[PROBLEM STATEMENT]
Update the listing below by replacing each "instance" with "occurrence" and changing nothing else. Leave the pictures out of your answer.

[THE RECORDS]
· · ·
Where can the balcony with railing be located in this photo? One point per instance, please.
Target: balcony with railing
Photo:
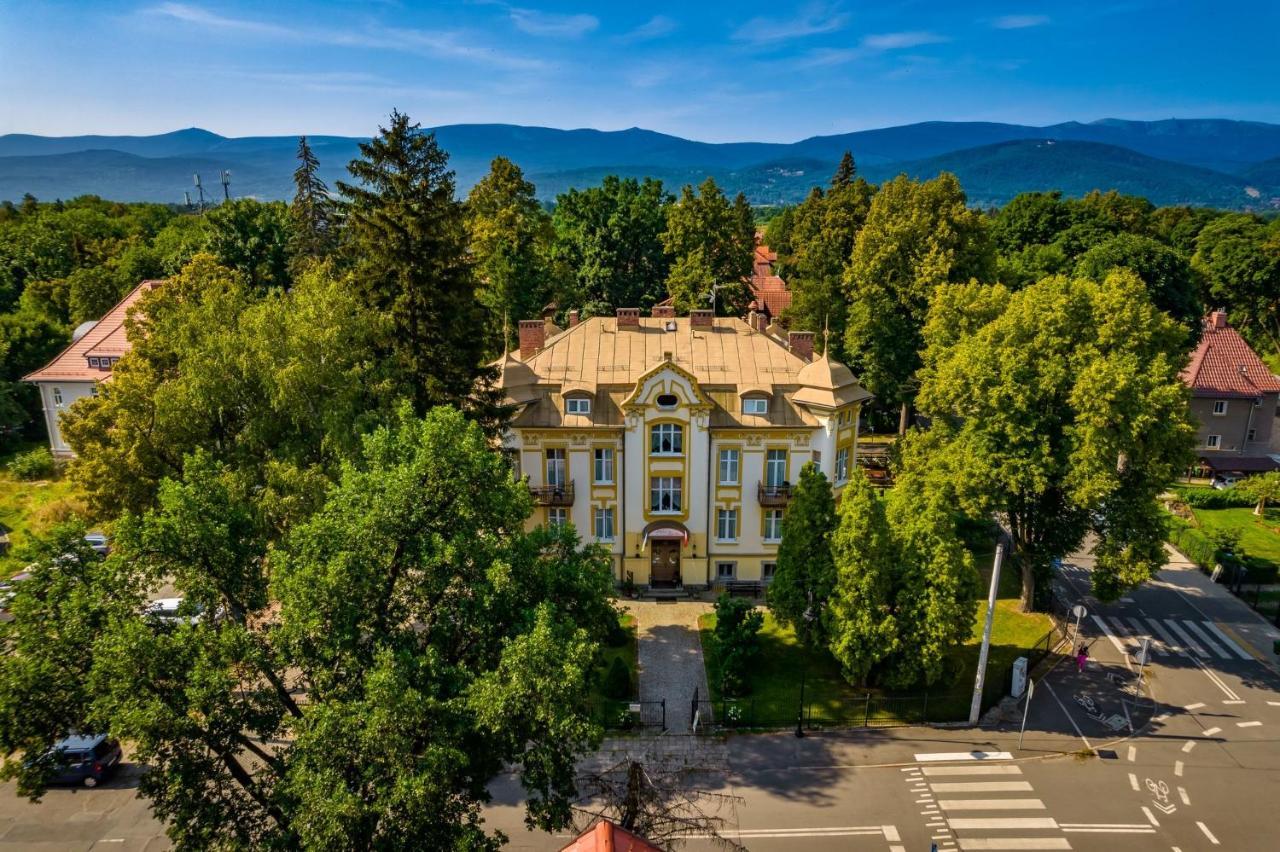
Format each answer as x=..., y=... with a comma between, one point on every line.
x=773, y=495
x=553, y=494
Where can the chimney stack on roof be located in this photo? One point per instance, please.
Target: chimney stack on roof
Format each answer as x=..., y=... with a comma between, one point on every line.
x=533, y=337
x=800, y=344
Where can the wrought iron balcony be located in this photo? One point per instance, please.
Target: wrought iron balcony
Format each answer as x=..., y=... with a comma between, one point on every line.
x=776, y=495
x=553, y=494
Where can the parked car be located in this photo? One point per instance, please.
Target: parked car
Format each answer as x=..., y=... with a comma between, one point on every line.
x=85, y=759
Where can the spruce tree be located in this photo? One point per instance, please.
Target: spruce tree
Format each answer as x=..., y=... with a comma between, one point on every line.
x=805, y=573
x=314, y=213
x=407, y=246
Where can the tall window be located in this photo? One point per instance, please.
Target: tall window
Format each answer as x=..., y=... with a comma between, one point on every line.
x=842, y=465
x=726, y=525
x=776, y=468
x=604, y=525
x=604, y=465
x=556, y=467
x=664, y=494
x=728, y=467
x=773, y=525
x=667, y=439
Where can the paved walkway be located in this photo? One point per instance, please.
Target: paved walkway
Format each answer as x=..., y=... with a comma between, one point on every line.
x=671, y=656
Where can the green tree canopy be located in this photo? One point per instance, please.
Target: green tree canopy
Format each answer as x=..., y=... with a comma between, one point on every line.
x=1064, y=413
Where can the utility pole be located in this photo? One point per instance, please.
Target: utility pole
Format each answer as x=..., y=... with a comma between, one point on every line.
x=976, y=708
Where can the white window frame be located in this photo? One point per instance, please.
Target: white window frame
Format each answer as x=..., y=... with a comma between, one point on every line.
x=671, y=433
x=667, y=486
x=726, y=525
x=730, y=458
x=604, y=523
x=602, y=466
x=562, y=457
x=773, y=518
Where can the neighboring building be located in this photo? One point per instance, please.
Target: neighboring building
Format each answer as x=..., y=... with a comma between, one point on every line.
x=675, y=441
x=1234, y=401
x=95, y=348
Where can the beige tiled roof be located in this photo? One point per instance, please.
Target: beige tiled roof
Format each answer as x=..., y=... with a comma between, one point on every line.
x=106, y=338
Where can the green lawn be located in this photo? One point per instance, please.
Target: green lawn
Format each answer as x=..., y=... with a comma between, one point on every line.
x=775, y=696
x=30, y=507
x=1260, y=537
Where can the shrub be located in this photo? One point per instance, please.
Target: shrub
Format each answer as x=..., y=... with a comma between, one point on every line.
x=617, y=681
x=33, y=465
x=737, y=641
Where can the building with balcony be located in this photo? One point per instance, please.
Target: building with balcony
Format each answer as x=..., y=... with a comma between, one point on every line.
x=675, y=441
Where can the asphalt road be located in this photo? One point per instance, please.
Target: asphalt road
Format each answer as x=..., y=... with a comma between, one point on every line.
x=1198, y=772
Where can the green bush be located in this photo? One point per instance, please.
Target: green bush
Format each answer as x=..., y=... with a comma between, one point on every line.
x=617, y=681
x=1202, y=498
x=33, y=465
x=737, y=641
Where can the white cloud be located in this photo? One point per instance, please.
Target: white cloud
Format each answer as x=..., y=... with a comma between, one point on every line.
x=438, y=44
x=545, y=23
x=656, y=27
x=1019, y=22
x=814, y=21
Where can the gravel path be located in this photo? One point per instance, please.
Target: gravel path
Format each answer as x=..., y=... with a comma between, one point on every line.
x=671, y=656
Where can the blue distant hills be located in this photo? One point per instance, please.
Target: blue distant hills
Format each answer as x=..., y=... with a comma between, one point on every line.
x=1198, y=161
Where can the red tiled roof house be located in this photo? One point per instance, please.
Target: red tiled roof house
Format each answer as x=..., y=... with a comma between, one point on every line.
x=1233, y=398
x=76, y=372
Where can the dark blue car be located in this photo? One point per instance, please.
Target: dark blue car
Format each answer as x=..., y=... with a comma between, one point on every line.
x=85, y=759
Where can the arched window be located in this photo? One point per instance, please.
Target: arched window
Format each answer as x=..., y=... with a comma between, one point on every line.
· · ·
[FULL OUTPUT]
Where can the balcony with railing be located in this photo? One point per occurrence, please.
Target: balcony with railing
Photo:
Format each answer as x=..., y=... with a comma between, one point on every line.
x=773, y=495
x=553, y=494
Where can the chimney stack on roof be located in this photo? One point per occurrence, please.
Target: chimney stack on roof
Format each answer as x=..., y=... with a comma between, one point on every line.
x=533, y=337
x=800, y=344
Where can the wrought iron balcony be located in this photo? One point per occurrence, please.
Target: wrought iron balcony
Format each answer as x=..., y=... with a comma between, one point on every line.
x=776, y=495
x=553, y=494
Where can the parked car be located in this photo? One point per occurrence, please.
Target: parked car
Format each answer as x=..., y=... with a comma between, one point on every line.
x=85, y=759
Where can the spruce tree be located in this photo? One point per occurrence, please.
Target: spruce tree
Format each answer as x=..., y=... with a comma between, one point on every line.
x=805, y=573
x=314, y=213
x=407, y=246
Where can the tall window be located in this photo? One point per occurrence, please.
Target: tall window
Format each answer as x=..., y=... with a comma between, one point on every line.
x=842, y=465
x=726, y=525
x=776, y=468
x=604, y=525
x=604, y=465
x=556, y=467
x=664, y=494
x=728, y=467
x=773, y=525
x=667, y=439
Where can the paved walkway be located in this photo? One point per occurrence, please.
Target: paved walkway
Format each answer as x=..., y=... with a comma between, one point on every line.
x=671, y=656
Where can the green tree canopy be located in this photo? One point per occurrence, please.
Target: green tree canopy
Format each answer as x=..., y=... with a comma between, one point on every line.
x=1064, y=413
Where can the utility pole be located in this photo? One point per occurrence, please.
Target: utility pole
Format each answer as x=..., y=... with a comma between, one point on every line.
x=976, y=708
Where can the white window frame be located in this photo? One point per occurrence, please.
Target: white window frame
Format each answer as x=..., y=... with a comma between, one point on every line.
x=671, y=433
x=667, y=486
x=726, y=525
x=730, y=458
x=604, y=523
x=602, y=466
x=562, y=457
x=773, y=518
Where can the neighboring building be located in this photo? One point per occurrence, please.
Target: neighboring building
Format each answer as x=..., y=... with a comma between, one point on every line.
x=675, y=441
x=1234, y=401
x=95, y=348
Where can the beige tiled roof be located in this photo? One point per occurrence, please.
Target: beige tiled roof
Format each answer as x=..., y=... with a comma between, one point on every line.
x=106, y=338
Where can the green lawn be located in this photo? One point per occurrence, please.
Target: green lawn
Format each answer as x=..., y=... with a comma between, one point on every line.
x=775, y=696
x=30, y=507
x=1260, y=537
Where can the shrub be located in this photo? One point per occurrence, please.
Target: shrub
Format each answer as x=..., y=... with a comma between, one point on every line.
x=617, y=681
x=33, y=465
x=737, y=641
Where can the building with balcony be located in this photo? One point per occurrence, please.
Target: building with balcony
Format each answer as x=..., y=... with a comma between, one point on every line.
x=675, y=441
Where can the asphalt road be located in this photo? One point per occurrence, please.
Target: asphalt road
Format each answer as x=..., y=... with a comma between, one point on every line.
x=1198, y=772
Where can the green bush be located in this photo? One point per occurrence, please.
Target: green bush
Format each answer as x=..., y=... with a comma between, one point on every line.
x=617, y=681
x=1202, y=498
x=33, y=465
x=737, y=641
Where can the white cloud be located in this photo? One point per occurrence, please.
Target: white cloud
Format each answer as x=..., y=... with a comma between, one point on every line.
x=438, y=44
x=545, y=23
x=656, y=27
x=1019, y=22
x=814, y=21
Where can the gravel path be located in this photo? One point per occurrence, please.
Target: gravel path
Format each answer as x=..., y=... with a comma between, one point on every line.
x=671, y=656
Where can the blue distant hills be located in this photo? One point per occurrence, please.
Target: blue distant hills
Format each answer as x=..., y=... with a comma between, one point on every line.
x=1198, y=161
Where can the red tiled roof house be located in this photo? One point per occurrence, please.
Target: red tiled roof house
Format each answer as x=..., y=... with a comma between, one point on every line.
x=1233, y=398
x=76, y=372
Where can the dark blue car be located in this photo? One point per occurrence, please.
Target: dark blue car
Format each answer as x=..., y=... with a comma between, one point on every line.
x=85, y=759
Where can the arched window be located in this photo? One point per occurrence, please.
Target: arched window
Format each answer as x=..., y=... with a comma between, one point on every line.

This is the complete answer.